Document extract:
○ ○ ○ ○ ○

We have not found in the record a single motive to actuate this garnishee in assisting the defendant to defraud the plaintiff. It had an honest claim of its own. It suddenly discovered that defendant had placed an incumbrance upon its (defendant’s) property, and *387it immediately began to look out for itself, as it legitimately might do, even though it knew the consequence of securing the claim would operate to defraud others. “In such cases, if the assets are not large enough to pay all, somebody must suffer. It is a race in which it is impossible for everyone to be foremost. He who has the advantage, whether he gets it by the preference of the debtor or by his own superior vigilance, or by both causes combined, is entitled to what he wins, provided he takes no more than his honest due.” Covanhovan v. Hart, 21 Pa. St. 495; Mayburg v. Jacobs, 40 Mo. App. 128.
There were some other matters dwelt upon by plaintiff which we have considered, but which are of too tedious a nature to examine or discuss in an opinion. There has been gotten together by the combined effort of counsel for each party a mass of matter occupying, as mere statement, more than thirty-two printed pages. An exceedingly lengthy case has been made out of little material. Twenty-nine instructions were asked by the garnishee; nine were given and twenty were properly refused. To maintain this judgement, we would have to make a rule far too circumscribed for the natural, as well as business, course of an honest creditor struggling to make himself whole out of the assets of his failing debtor. The result is, we must reverse the judgment.
Smith, P. J., assents; Gill, J., dissents.

○ ○ ○ ○ ○

Stated problem A: Translate this sentence from the court opinion into Spanish: "An exceedingly lengthy case has been made out of little material."
The court opinion and the entries that follow it come from unrelated sources.

○ ○ ○ ○ ○

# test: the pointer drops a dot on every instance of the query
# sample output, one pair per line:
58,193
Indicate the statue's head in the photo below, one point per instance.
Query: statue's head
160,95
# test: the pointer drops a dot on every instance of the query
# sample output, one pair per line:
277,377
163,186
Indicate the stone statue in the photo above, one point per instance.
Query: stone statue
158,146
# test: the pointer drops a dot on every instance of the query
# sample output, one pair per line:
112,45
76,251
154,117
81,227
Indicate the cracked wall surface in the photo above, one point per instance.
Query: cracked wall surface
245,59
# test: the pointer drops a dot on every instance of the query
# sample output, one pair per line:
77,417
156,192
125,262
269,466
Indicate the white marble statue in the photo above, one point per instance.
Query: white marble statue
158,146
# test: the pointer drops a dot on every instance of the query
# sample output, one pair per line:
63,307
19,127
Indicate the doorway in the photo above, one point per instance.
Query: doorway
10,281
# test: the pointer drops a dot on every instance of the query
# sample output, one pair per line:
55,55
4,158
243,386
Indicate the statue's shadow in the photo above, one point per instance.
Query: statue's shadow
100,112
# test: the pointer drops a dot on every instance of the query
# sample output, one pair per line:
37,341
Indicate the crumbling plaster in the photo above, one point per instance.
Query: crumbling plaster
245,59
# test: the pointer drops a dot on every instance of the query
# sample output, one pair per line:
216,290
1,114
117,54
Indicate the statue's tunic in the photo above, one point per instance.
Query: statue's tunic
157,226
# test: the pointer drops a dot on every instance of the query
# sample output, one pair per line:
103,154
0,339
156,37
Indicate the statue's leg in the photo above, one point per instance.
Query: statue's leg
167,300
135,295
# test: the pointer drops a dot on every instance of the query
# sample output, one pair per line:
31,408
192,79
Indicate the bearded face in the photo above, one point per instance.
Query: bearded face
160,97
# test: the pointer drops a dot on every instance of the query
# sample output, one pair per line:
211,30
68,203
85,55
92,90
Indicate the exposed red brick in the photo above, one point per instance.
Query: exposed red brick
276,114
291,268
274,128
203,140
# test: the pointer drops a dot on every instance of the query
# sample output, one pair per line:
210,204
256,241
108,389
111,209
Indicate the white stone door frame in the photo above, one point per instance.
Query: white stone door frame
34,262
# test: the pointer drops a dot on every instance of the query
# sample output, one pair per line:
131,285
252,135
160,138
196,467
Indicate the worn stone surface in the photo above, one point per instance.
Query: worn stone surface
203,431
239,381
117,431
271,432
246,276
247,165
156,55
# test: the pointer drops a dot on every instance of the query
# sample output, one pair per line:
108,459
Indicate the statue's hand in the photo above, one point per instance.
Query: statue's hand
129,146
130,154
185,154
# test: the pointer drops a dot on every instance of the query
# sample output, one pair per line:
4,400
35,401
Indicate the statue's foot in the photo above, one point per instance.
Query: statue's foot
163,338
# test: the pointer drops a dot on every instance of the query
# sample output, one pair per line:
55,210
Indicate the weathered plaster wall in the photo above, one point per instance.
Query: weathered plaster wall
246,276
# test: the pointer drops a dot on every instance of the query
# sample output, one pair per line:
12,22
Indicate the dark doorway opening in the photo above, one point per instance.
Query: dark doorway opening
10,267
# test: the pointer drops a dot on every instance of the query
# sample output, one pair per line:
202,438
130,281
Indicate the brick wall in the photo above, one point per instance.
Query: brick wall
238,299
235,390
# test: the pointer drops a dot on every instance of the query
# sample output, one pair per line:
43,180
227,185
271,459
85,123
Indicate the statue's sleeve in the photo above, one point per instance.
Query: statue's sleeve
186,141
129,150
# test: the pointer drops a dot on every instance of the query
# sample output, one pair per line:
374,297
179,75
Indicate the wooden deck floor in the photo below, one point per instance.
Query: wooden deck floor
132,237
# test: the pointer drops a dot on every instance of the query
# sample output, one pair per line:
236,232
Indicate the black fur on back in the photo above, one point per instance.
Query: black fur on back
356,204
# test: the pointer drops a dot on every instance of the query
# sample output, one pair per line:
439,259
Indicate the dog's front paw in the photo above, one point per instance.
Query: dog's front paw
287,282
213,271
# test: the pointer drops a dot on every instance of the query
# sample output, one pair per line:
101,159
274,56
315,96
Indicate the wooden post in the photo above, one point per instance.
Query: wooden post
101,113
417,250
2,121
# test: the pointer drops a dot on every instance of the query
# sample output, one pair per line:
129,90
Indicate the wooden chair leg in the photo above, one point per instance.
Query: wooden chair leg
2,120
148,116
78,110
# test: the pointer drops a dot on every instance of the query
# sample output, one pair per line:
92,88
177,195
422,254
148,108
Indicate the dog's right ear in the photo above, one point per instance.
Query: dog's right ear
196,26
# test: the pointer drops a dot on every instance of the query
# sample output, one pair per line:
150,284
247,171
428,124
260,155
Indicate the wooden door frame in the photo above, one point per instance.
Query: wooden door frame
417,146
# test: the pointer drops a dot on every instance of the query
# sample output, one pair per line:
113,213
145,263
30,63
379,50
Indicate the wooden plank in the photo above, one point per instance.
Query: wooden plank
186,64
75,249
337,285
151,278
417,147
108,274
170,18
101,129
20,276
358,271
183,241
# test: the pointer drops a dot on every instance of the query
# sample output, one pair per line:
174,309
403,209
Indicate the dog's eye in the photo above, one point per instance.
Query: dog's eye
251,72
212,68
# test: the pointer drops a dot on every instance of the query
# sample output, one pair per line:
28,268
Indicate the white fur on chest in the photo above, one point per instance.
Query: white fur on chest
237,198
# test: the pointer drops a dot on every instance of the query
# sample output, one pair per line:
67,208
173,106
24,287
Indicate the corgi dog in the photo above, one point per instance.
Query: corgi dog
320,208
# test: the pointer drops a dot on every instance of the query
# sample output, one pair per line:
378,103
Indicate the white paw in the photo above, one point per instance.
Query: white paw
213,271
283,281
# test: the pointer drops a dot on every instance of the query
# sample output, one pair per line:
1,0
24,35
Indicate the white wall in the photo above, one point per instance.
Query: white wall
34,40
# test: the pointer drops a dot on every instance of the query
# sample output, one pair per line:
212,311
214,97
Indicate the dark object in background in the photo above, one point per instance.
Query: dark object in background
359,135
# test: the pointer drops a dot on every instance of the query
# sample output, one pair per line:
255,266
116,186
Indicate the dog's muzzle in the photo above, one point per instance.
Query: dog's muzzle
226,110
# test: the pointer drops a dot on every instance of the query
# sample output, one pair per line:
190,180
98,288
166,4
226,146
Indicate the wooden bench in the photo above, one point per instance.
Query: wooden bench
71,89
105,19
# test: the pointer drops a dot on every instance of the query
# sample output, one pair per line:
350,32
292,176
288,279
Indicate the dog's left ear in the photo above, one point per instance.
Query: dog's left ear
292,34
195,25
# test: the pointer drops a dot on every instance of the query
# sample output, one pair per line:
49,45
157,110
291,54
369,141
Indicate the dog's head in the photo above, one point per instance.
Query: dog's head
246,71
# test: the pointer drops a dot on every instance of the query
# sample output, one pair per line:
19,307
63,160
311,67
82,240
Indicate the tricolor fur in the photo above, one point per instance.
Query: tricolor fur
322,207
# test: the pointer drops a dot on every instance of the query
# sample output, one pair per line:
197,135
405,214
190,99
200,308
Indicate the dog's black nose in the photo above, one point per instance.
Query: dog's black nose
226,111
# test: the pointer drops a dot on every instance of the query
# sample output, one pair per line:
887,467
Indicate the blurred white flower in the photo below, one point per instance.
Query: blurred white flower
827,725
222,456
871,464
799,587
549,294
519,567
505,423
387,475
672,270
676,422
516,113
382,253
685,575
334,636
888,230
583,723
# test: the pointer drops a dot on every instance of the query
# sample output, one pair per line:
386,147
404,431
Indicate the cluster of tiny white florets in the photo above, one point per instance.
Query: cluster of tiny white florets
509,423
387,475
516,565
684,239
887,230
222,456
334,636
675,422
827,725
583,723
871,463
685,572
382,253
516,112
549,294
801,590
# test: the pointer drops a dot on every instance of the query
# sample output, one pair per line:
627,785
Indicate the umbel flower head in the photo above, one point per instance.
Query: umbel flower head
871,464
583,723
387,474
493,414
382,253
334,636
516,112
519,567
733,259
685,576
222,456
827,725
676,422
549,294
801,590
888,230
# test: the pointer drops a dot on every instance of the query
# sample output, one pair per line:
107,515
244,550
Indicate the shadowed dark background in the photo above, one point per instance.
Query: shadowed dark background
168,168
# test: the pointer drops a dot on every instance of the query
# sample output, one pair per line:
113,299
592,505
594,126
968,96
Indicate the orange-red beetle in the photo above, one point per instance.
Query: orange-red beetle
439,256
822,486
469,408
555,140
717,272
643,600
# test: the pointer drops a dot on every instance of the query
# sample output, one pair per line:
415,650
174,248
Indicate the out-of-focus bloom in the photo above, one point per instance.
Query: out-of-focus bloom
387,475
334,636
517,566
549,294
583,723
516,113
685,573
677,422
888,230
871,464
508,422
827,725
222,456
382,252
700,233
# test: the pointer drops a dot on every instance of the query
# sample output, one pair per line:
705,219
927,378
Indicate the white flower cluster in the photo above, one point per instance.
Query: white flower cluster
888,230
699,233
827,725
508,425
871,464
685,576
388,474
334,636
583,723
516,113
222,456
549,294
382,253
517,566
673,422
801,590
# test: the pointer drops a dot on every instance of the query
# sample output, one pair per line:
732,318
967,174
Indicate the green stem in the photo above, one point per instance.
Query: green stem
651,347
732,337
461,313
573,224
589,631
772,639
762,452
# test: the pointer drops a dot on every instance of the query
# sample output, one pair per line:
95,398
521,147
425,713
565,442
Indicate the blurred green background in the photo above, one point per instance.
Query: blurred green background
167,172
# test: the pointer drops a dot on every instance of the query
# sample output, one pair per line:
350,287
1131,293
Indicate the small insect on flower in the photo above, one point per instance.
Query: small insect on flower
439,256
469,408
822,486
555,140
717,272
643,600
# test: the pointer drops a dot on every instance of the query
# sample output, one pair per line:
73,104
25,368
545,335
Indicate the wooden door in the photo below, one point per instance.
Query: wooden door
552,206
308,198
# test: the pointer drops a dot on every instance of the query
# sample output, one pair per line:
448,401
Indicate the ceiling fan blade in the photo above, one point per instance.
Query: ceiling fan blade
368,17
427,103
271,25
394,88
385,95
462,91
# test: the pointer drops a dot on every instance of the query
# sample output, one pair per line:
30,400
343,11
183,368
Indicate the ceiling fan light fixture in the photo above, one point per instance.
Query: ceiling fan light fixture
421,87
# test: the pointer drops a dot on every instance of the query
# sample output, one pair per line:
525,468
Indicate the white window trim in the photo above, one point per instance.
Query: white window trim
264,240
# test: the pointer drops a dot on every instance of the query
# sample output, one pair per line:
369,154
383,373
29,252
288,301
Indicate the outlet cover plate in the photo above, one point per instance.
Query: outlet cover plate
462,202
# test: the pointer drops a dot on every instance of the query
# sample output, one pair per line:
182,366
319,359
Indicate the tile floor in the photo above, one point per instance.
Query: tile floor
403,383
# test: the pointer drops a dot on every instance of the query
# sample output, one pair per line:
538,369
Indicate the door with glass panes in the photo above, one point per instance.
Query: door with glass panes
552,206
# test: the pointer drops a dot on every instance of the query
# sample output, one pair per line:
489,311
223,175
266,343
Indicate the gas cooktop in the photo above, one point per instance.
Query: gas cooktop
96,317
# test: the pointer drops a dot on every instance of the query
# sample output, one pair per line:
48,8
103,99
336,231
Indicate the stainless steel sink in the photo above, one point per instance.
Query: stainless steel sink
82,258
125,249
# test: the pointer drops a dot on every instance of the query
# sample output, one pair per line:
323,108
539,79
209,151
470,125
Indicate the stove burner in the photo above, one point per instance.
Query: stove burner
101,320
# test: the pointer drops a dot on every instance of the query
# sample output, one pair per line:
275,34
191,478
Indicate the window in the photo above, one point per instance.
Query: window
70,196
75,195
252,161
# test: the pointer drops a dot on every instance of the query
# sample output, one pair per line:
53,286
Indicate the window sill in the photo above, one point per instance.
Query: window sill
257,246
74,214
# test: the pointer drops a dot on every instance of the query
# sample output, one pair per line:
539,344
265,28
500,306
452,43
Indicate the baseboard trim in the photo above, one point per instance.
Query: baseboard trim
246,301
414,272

○ ○ ○ ○ ○

Stated problem B: Please pick out and copy every line of the entries that contains the string "shadowed".

Expected answer A: Se ha construido un caso sumamente extenso a partir de poco material.

Expected answer B:
Indicate the shadowed dark background in the photo above, one point per instance.
Query: shadowed dark background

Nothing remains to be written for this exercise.